● **Stated goal**
Identify every line in the data below that contains the word "trunk", and copy each of those lines.

● **Record set**
# # # # #

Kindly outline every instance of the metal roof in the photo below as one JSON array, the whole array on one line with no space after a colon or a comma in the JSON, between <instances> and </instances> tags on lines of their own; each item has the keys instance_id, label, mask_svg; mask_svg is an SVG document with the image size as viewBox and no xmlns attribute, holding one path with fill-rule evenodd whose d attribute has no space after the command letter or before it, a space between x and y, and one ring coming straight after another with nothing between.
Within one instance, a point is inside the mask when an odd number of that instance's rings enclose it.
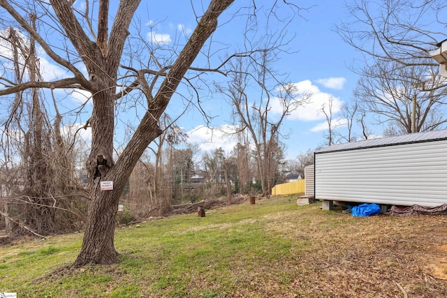
<instances>
[{"instance_id":1,"label":"metal roof","mask_svg":"<svg viewBox=\"0 0 447 298\"><path fill-rule=\"evenodd\" d=\"M315 150L316 154L337 151L355 150L359 149L391 146L401 144L417 143L434 140L447 140L447 130L409 133L397 137L380 137L343 144L335 144Z\"/></svg>"}]
</instances>

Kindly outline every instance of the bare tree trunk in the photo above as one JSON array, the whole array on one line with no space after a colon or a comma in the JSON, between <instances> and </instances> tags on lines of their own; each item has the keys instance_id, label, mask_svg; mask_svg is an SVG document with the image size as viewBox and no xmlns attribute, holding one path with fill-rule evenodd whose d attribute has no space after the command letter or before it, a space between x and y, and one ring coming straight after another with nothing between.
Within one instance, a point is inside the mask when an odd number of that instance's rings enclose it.
<instances>
[{"instance_id":1,"label":"bare tree trunk","mask_svg":"<svg viewBox=\"0 0 447 298\"><path fill-rule=\"evenodd\" d=\"M224 156L224 174L225 175L225 183L226 184L226 198L228 203L231 203L231 185L230 184L230 179L228 179L228 172L226 169L226 162L225 161L225 156Z\"/></svg>"}]
</instances>

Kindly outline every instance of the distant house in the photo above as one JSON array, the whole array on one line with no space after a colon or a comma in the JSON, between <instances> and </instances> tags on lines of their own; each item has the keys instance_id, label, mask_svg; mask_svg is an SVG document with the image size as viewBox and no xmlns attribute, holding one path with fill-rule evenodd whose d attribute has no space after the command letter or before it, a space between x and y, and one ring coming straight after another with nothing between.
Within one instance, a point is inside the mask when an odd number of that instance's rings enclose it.
<instances>
[{"instance_id":1,"label":"distant house","mask_svg":"<svg viewBox=\"0 0 447 298\"><path fill-rule=\"evenodd\" d=\"M200 175L195 174L190 178L191 183L198 184L205 182L205 177Z\"/></svg>"}]
</instances>

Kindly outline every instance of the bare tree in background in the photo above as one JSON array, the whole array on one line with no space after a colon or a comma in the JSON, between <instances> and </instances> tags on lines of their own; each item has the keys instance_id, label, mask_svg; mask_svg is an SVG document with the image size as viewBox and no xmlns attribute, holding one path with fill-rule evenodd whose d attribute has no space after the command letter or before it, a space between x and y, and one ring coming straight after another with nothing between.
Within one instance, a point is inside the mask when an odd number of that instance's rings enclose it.
<instances>
[{"instance_id":1,"label":"bare tree in background","mask_svg":"<svg viewBox=\"0 0 447 298\"><path fill-rule=\"evenodd\" d=\"M31 15L33 28L35 22ZM11 27L2 31L1 38L3 49L9 49L5 52L9 52L15 80L18 84L24 77L33 84L41 80L34 38L27 40ZM8 52L4 54L8 56ZM15 93L4 121L3 195L9 197L5 199L7 203L16 207L14 218L8 212L4 216L15 223L15 231L9 226L15 234L31 232L44 236L73 231L79 230L84 220L82 212L77 213L76 209L82 204L80 202L86 205L86 200L78 191L82 188L75 177L73 152L59 129L62 117L53 106L52 124L43 98L38 88ZM14 148L18 156L13 152ZM13 172L15 177L8 178Z\"/></svg>"},{"instance_id":2,"label":"bare tree in background","mask_svg":"<svg viewBox=\"0 0 447 298\"><path fill-rule=\"evenodd\" d=\"M254 144L262 195L268 195L274 179L275 154L281 136L279 128L286 117L306 103L309 96L300 94L293 84L278 81L269 70L275 59L273 50L254 53L251 58L247 64L242 59L232 64L231 80L219 90L226 95L233 106L234 121L242 131L248 131L249 142ZM249 95L251 84L256 84L260 91L258 98ZM274 107L277 108L274 112Z\"/></svg>"},{"instance_id":3,"label":"bare tree in background","mask_svg":"<svg viewBox=\"0 0 447 298\"><path fill-rule=\"evenodd\" d=\"M109 11L108 0L86 1L83 10L74 8L71 1L30 1L29 5L22 5L22 2L0 0L2 16L13 20L16 26L23 28L68 75L50 81L13 82L5 78L0 80L0 96L29 88L75 89L91 94L93 112L88 121L91 127L91 148L86 164L91 200L82 246L74 265L115 263L118 261L113 240L120 195L140 156L162 133L159 119L180 82L186 78L184 82L188 84L191 82L188 79L205 71L219 72L224 65L191 67L205 42L217 29L219 17L234 0L211 0L207 8L197 16L196 27L184 46L179 52L176 50L178 47L171 48L164 60L157 59L156 48L135 48L128 43L135 40L129 37L129 26L140 0L120 1L115 15ZM281 4L274 2L272 6ZM244 11L249 15L255 9L254 3L250 5L252 6L241 5L248 9ZM28 8L35 8L39 13L27 11ZM239 10L238 13L244 13ZM36 20L39 31L30 26L28 17L31 15L45 16ZM112 22L110 27L109 22ZM252 28L250 24L247 27ZM52 35L45 36L47 32ZM124 52L125 48L129 51L127 54ZM247 49L240 56L249 55L252 50ZM202 54L212 52L205 50ZM143 54L147 61L132 63L133 57ZM83 67L87 75L81 70ZM189 70L193 73L191 77L185 77ZM115 111L120 103L135 100L138 107L144 107L144 115L138 119L135 132L115 161ZM104 181L113 181L113 191L101 191L100 183Z\"/></svg>"},{"instance_id":4,"label":"bare tree in background","mask_svg":"<svg viewBox=\"0 0 447 298\"><path fill-rule=\"evenodd\" d=\"M327 142L325 144L327 146L330 146L335 144L335 127L333 121L333 103L334 98L330 97L327 103L323 103L321 105L321 109L320 109L320 112L321 112L326 119L326 124L328 124L328 132L325 132L324 137L326 139Z\"/></svg>"},{"instance_id":5,"label":"bare tree in background","mask_svg":"<svg viewBox=\"0 0 447 298\"><path fill-rule=\"evenodd\" d=\"M444 128L447 82L429 53L447 37L446 2L356 0L347 8L353 17L337 31L365 57L365 66L353 69L361 75L362 109L389 121L391 134Z\"/></svg>"},{"instance_id":6,"label":"bare tree in background","mask_svg":"<svg viewBox=\"0 0 447 298\"><path fill-rule=\"evenodd\" d=\"M368 67L366 73L368 75L359 80L354 96L379 123L389 122L393 133L388 128L387 135L446 127L447 89L437 88L444 81L437 75L437 68L402 68L395 62L383 62Z\"/></svg>"}]
</instances>

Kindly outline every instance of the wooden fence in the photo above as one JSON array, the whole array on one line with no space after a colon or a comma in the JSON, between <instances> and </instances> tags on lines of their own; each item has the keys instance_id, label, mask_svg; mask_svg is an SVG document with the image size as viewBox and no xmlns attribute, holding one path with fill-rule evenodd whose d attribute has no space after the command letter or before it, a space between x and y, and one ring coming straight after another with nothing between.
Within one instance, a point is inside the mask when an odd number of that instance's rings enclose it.
<instances>
[{"instance_id":1,"label":"wooden fence","mask_svg":"<svg viewBox=\"0 0 447 298\"><path fill-rule=\"evenodd\" d=\"M275 185L272 188L272 195L293 195L295 193L304 193L304 192L305 179Z\"/></svg>"}]
</instances>

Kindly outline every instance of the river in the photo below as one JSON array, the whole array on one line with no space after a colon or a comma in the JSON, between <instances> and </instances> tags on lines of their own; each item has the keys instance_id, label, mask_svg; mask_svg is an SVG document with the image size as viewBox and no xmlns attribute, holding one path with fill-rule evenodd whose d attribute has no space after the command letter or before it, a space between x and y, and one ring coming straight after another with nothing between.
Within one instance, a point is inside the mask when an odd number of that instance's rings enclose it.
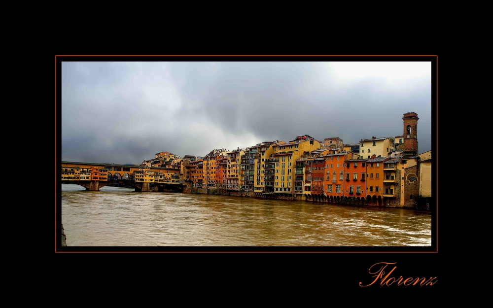
<instances>
[{"instance_id":1,"label":"river","mask_svg":"<svg viewBox=\"0 0 493 308\"><path fill-rule=\"evenodd\" d=\"M62 184L76 246L430 246L431 215L413 209Z\"/></svg>"}]
</instances>

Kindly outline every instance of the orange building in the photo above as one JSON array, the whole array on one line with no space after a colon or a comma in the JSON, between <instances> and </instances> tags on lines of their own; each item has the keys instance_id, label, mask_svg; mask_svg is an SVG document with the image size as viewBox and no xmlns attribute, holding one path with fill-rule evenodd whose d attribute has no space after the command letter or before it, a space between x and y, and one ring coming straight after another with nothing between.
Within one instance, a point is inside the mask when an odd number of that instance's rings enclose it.
<instances>
[{"instance_id":1,"label":"orange building","mask_svg":"<svg viewBox=\"0 0 493 308\"><path fill-rule=\"evenodd\" d=\"M337 153L323 157L325 159L324 192L330 202L338 202L344 197L345 161L352 159L353 153Z\"/></svg>"},{"instance_id":2,"label":"orange building","mask_svg":"<svg viewBox=\"0 0 493 308\"><path fill-rule=\"evenodd\" d=\"M228 157L221 155L218 157L216 161L215 185L225 188L228 174Z\"/></svg>"},{"instance_id":3,"label":"orange building","mask_svg":"<svg viewBox=\"0 0 493 308\"><path fill-rule=\"evenodd\" d=\"M238 149L228 153L228 176L226 178L228 189L240 190L243 184L240 180L240 159L245 152L244 149Z\"/></svg>"},{"instance_id":4,"label":"orange building","mask_svg":"<svg viewBox=\"0 0 493 308\"><path fill-rule=\"evenodd\" d=\"M204 181L203 173L204 161L202 158L190 162L190 179L193 182L194 187L202 187Z\"/></svg>"},{"instance_id":5,"label":"orange building","mask_svg":"<svg viewBox=\"0 0 493 308\"><path fill-rule=\"evenodd\" d=\"M366 159L350 159L345 161L344 170L346 185L344 196L354 197L360 200L366 198Z\"/></svg>"},{"instance_id":6,"label":"orange building","mask_svg":"<svg viewBox=\"0 0 493 308\"><path fill-rule=\"evenodd\" d=\"M382 205L384 193L384 163L389 157L375 157L366 161L366 200L373 204Z\"/></svg>"},{"instance_id":7,"label":"orange building","mask_svg":"<svg viewBox=\"0 0 493 308\"><path fill-rule=\"evenodd\" d=\"M313 159L311 162L312 193L321 195L323 193L323 175L325 159L323 157L318 157Z\"/></svg>"}]
</instances>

# # # # #

● **Output for this exercise**
Kindly outline every instance of the bare tree trunk in the photo above as one JSON array, the whole array on one line with no space after a colon or a comma in the JSON, between <instances> and </instances> tags on lines of their own; each item has the keys instance_id, label, mask_svg; mask_svg is an SVG document with the image size as viewBox and no xmlns attribute, holding one path with fill-rule evenodd whose d attribute has no space after the command letter or before it, a space between x and y, and one ring coming straight after another with nothing between.
[{"instance_id":1,"label":"bare tree trunk","mask_svg":"<svg viewBox=\"0 0 447 298\"><path fill-rule=\"evenodd\" d=\"M224 156L224 174L225 175L225 183L226 184L226 198L228 203L231 203L231 185L230 184L230 179L228 179L228 172L226 169L226 162L225 161L225 156Z\"/></svg>"}]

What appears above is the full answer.